* START LISTED ENTRIES *

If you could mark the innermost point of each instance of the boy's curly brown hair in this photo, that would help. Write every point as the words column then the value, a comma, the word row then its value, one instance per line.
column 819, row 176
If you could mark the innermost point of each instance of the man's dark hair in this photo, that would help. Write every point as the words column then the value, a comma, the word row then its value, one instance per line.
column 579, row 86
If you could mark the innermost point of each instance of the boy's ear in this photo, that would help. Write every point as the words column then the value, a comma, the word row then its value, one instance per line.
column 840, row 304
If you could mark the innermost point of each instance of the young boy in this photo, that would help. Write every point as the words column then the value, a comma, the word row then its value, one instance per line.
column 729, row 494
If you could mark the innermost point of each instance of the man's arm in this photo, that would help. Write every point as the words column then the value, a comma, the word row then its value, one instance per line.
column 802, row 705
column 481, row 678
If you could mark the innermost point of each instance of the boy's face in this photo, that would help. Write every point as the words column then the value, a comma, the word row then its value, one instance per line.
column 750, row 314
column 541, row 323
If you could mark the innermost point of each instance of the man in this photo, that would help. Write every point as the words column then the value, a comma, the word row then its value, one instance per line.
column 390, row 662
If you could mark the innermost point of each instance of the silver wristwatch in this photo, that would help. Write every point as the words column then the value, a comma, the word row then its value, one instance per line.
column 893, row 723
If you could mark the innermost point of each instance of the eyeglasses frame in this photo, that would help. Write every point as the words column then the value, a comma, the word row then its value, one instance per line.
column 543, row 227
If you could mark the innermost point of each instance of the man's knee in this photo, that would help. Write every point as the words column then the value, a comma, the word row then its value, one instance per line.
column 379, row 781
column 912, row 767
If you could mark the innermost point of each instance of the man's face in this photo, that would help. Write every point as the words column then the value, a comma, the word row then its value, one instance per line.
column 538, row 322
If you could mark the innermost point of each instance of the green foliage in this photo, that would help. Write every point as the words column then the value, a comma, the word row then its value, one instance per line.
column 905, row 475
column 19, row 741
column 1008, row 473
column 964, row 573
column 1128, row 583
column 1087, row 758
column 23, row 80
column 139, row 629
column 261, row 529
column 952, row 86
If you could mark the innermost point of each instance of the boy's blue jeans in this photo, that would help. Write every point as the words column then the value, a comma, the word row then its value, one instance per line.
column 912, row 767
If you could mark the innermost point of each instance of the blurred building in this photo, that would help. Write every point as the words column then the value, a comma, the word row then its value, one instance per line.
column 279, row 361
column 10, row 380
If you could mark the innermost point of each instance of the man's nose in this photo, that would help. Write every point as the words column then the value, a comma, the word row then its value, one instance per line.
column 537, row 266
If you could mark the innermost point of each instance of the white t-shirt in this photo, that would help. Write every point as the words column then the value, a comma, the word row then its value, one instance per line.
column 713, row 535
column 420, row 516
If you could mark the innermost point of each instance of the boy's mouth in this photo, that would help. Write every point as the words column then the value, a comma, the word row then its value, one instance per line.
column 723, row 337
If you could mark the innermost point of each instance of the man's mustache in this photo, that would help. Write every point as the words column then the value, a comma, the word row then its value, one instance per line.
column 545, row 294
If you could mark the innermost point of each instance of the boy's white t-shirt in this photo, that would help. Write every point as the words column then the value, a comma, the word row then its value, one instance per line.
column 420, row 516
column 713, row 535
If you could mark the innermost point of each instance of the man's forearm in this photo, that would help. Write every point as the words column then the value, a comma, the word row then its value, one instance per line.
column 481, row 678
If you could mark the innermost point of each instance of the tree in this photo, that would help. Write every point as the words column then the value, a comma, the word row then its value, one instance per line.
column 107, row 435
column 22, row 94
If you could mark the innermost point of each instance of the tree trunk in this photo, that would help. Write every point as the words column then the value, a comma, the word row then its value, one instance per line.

* END LISTED ENTRIES *

SHORT PROBLEM: Return the lines above without any changes, starting with the first line and ending with the line that contains "column 840, row 304", including both.

RESPONSE TO THIS EXERCISE:
If you could mark the innermost point of each instance of the boy's curly brown hair in this photo, that would help. Write every point as the words column then the value, a comma, the word row then its value, one instance per line.
column 819, row 176
If you could mark the innermost point of each instance of the man's dark hair in this photo, that would help. Write every point as the words column then the value, a comma, the word row then its value, one instance per line.
column 579, row 86
If you could mark the innermost point of each instance of the boy's ear in this photo, that would help. Write every point as the words column then the value, a comma, the word row then its value, one instance per line.
column 840, row 304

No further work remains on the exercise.